[[ Material for this task, beginning ]]

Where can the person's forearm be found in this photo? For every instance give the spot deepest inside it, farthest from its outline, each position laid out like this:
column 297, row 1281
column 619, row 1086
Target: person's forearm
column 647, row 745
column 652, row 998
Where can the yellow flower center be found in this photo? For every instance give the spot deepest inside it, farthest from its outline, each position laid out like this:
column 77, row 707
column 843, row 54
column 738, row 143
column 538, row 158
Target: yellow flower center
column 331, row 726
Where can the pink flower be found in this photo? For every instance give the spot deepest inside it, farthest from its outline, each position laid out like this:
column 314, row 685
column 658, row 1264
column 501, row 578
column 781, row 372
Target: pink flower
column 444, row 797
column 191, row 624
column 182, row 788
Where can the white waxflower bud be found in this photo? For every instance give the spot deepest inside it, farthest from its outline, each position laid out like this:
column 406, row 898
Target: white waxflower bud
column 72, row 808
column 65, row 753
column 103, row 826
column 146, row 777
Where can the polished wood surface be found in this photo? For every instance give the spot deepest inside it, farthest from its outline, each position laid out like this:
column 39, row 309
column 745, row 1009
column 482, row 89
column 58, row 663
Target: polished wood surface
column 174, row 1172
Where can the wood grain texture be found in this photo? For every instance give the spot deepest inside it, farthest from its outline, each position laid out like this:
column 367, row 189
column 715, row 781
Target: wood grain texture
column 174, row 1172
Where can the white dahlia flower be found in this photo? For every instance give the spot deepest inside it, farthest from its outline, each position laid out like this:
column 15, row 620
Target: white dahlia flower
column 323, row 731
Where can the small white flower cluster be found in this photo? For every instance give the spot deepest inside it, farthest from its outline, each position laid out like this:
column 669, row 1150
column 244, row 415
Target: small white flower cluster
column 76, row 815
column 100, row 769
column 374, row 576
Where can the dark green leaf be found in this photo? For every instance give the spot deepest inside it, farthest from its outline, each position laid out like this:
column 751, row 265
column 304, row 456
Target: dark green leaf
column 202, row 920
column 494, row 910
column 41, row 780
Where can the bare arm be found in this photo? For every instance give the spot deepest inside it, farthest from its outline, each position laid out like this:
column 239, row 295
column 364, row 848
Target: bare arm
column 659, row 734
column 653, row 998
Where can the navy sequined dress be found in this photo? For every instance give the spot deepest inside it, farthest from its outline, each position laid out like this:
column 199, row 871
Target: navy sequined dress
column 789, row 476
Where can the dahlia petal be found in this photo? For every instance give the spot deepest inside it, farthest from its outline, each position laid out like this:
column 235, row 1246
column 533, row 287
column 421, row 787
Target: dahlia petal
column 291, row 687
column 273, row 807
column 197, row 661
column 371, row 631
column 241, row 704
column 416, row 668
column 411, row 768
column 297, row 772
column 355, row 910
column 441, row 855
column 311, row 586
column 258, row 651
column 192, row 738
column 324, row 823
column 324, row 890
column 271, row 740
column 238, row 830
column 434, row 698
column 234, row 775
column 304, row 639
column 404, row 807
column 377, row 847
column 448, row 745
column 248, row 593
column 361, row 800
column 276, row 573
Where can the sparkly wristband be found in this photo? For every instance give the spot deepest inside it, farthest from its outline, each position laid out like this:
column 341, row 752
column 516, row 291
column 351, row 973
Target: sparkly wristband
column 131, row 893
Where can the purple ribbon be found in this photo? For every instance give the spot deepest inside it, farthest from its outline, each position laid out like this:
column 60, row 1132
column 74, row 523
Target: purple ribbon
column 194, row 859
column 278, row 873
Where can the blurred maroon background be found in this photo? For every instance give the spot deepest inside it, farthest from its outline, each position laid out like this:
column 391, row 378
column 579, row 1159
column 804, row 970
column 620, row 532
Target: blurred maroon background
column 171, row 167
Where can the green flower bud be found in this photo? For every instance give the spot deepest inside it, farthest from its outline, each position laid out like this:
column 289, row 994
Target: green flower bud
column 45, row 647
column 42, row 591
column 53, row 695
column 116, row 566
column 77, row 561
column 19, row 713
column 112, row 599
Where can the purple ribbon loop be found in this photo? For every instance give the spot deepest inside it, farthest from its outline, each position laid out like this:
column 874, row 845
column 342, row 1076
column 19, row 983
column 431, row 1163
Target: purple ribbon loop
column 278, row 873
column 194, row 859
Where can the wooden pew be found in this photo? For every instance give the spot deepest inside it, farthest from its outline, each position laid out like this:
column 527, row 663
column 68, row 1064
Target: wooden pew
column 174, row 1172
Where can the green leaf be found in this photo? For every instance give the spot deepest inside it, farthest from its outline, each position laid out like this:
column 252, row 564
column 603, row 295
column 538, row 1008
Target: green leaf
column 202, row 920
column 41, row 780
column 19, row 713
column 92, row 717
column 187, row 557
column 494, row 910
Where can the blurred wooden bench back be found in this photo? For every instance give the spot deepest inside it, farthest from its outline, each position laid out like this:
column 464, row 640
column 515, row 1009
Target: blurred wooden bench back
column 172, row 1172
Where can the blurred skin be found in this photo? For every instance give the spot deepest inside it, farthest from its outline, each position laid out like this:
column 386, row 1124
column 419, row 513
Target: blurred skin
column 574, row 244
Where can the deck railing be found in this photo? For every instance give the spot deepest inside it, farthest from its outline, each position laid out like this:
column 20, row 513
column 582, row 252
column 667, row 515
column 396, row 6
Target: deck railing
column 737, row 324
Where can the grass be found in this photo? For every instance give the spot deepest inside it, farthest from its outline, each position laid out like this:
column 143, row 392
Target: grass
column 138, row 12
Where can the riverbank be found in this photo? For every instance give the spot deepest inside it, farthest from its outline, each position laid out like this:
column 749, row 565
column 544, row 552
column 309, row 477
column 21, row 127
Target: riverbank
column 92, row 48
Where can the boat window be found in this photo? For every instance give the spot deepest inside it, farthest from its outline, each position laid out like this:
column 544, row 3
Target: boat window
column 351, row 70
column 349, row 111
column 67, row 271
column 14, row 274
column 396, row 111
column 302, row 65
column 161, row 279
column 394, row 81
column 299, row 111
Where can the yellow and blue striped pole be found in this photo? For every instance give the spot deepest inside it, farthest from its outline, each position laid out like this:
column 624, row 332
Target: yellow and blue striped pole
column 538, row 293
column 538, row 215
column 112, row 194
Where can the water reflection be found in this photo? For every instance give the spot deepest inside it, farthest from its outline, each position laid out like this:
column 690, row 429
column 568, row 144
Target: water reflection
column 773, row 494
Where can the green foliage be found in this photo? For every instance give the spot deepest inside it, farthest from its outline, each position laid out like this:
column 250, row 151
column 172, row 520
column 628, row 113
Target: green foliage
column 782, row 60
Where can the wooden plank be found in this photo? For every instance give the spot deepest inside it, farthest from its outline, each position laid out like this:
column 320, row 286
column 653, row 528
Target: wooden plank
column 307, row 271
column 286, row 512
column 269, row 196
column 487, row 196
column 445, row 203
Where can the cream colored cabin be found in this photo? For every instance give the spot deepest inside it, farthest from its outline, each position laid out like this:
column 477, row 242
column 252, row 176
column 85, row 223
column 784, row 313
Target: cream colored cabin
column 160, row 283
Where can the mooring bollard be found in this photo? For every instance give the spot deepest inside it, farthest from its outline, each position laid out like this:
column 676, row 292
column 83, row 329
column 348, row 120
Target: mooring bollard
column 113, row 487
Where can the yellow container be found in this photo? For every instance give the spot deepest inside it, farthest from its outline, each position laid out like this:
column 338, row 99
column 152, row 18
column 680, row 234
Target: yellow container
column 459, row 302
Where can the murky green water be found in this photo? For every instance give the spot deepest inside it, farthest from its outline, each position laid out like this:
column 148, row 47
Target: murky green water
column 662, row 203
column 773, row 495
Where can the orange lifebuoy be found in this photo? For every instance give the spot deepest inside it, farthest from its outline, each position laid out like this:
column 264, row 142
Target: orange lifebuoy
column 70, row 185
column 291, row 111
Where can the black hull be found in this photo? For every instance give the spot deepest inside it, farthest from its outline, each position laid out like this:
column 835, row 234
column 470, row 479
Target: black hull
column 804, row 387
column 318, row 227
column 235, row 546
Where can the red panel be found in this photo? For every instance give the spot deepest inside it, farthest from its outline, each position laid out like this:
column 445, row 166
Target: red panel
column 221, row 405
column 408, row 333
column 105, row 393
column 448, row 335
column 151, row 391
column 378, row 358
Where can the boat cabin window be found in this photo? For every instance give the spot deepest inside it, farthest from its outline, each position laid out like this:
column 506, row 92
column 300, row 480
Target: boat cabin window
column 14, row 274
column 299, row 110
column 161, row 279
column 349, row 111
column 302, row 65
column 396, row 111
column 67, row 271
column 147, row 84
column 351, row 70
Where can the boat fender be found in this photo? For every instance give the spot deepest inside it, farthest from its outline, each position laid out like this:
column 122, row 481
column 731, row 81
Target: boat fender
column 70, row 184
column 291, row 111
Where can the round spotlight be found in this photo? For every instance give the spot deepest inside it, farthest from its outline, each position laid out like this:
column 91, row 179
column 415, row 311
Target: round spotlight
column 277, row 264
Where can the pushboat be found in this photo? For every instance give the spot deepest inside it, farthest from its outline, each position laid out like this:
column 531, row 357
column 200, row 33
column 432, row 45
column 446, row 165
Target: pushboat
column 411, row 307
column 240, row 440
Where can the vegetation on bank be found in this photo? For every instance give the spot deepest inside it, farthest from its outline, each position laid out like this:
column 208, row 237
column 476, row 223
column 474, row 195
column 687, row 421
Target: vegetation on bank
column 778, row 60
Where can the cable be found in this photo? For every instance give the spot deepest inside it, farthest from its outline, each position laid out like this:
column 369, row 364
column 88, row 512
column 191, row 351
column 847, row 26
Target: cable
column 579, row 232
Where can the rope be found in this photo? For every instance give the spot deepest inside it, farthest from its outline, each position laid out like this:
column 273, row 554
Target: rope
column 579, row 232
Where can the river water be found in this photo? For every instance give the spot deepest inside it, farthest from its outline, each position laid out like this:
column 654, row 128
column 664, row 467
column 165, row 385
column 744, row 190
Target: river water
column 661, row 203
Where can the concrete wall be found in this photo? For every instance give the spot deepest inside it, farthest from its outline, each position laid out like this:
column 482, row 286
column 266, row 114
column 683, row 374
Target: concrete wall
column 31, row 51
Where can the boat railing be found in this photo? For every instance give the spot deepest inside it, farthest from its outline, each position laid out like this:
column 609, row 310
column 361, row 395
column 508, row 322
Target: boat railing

[[ Material for this task, end ]]

Work instruction:
Set down, exactly as they appear above, all lines from the one that has "column 148, row 47" down to the one that has "column 300, row 480", including those two and no others.

Task answer:
column 148, row 47
Target: murky green water
column 662, row 203
column 773, row 495
Where can the orange lifebuoy be found in this photo? For every instance give the spot deepest inside it, farthest from its outline, each position laid out like this:
column 264, row 142
Target: orange lifebuoy
column 70, row 185
column 291, row 111
Where can the black hull be found in this photo? For every instance give the spot deepest inside it, farthest from its outline, each position laid out like this:
column 835, row 234
column 470, row 479
Target: black hull
column 804, row 387
column 318, row 227
column 235, row 546
Where can the red panel be found in this photo? For every instance give the spot deepest inside it, farthest from its outline, each position laid out like this:
column 445, row 166
Target: red panel
column 221, row 405
column 408, row 333
column 105, row 393
column 448, row 335
column 151, row 391
column 378, row 358
Where can the boat cabin window be found in this photo? For every instance give the spot deepest inside it, farthest from its outline, each position laid out like this:
column 506, row 92
column 300, row 480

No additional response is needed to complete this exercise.